THE RECORDS:
*****
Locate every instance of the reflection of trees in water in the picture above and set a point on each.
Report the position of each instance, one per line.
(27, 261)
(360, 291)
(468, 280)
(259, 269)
*****
Reproduce the records above word for word, keeping every line in its original order.

TASK OUTPUT:
Locate every instance of the reflection of trees in water in the picture above and set a point on each.
Report the position of each instance, one per line.
(27, 261)
(360, 291)
(468, 280)
(259, 269)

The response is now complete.